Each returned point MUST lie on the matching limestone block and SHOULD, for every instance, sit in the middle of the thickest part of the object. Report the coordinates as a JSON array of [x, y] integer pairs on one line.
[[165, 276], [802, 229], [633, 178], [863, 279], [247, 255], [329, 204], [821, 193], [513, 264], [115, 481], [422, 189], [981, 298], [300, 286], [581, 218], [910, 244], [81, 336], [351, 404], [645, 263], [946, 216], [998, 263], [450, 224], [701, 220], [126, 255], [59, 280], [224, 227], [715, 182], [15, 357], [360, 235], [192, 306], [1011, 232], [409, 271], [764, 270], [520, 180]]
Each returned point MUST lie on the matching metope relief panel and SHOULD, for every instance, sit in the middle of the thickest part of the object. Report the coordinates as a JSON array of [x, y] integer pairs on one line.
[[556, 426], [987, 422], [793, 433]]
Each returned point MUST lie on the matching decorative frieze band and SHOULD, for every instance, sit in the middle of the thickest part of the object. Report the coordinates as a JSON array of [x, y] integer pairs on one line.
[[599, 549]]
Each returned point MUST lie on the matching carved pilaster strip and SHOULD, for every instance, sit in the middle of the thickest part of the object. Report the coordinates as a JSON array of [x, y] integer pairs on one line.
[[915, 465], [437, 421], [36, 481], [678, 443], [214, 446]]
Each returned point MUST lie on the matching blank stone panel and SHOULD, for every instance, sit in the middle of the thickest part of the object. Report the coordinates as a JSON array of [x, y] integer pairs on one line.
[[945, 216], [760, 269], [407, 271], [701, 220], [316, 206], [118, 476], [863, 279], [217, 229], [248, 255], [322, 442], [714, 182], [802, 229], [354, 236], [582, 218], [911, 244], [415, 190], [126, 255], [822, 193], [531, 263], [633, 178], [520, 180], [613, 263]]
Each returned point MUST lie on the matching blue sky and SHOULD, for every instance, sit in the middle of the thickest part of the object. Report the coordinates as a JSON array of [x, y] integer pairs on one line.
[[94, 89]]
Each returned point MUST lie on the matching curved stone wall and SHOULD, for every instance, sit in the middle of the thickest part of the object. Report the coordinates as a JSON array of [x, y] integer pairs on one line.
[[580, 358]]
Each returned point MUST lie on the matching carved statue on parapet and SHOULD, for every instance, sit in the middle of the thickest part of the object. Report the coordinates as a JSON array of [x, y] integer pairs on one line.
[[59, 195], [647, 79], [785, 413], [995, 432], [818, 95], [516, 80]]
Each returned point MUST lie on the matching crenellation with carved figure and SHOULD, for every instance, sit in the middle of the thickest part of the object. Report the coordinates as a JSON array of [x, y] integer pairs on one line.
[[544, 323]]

== TASK ==
Output the material in full, matching it word for word.

== PROBLEM SOLUTION ==
Each returned point MUST lie on the matching limestone block and SHOULD, for every instance, sit in the middle of the thickest part of the object. Report the coordinates as a JSON array of [x, y] integer pairs on one line.
[[165, 276], [802, 229], [633, 178], [863, 279], [247, 255], [329, 204], [821, 193], [513, 264], [115, 481], [422, 189], [981, 298], [300, 286], [581, 218], [910, 244], [81, 336], [351, 404], [645, 263], [946, 216], [998, 263], [450, 224], [701, 220], [126, 255], [59, 280], [224, 227], [715, 182], [15, 357], [360, 235], [192, 306], [1011, 232], [409, 271], [764, 270], [520, 180]]
Each returned point MUST lie on the matching metope relief panel and SHOULD, for every instance, sit in the middle of the thickest part of the object. Report the coordinates as a JSON array of [x, y] integer pairs on one line.
[[556, 426], [987, 422], [793, 433]]
Each returned point MUST lie on the matching decorative frieze band and SHOULD, for every instance, sit in the middle of the thickest part of the object. Report the coordinates as a JSON array of [x, y] integer pairs on one line.
[[599, 549]]
Each returned point MUST lie on the matching carved pilaster strip and SHOULD, for every instance, sit in the middle of the thickest part of the object. Report the coordinates as a JSON array of [x, y] integer pairs on one line.
[[915, 465], [437, 421], [36, 481], [678, 443], [214, 446]]
Each returned point MUST lie on the matching blank stone panel and SHOULD, for every instance, sit in the middle of the thickest part of the object. Report the coordinates as a JSON array of [x, y] integer pairs on one line.
[[945, 216], [760, 269], [407, 271], [701, 220], [316, 206], [118, 476], [863, 279], [217, 229], [248, 255], [322, 442], [714, 182], [802, 229], [354, 236], [582, 218], [911, 244], [415, 190], [126, 255], [822, 193], [531, 263], [633, 178], [520, 180], [613, 263]]
Each returned point MUST lie on the matching blue sky and SHOULD, for every instance, sit in the middle of the thickest part of the object. Report the coordinates as a JSON array of [x, y] integer pairs on one line.
[[94, 89]]
Each returned point MUST lie on the matching curved stone wall and SHOULD, for every instance, sit in the middle of the thickest part of the object. Report the coordinates as a JSON array of [x, y] integer pairs on one line.
[[580, 358]]
Each returned point MUST lie on the matching carved statue on parapet and SHOULD, for every instance, sit in the middle of the thickest part of the object. Report the coordinates as a JSON array of [x, y] integer pairs on one line.
[[59, 195], [647, 79], [785, 413], [995, 432], [818, 95], [516, 80]]
Each returned point MUST lie on the matching crenellation with carved figure and SHOULD, for every instance, sit in the middle of the thickest part of the object. Report the coordinates as a JSON array of [x, y] integer pairs on one line.
[[544, 323]]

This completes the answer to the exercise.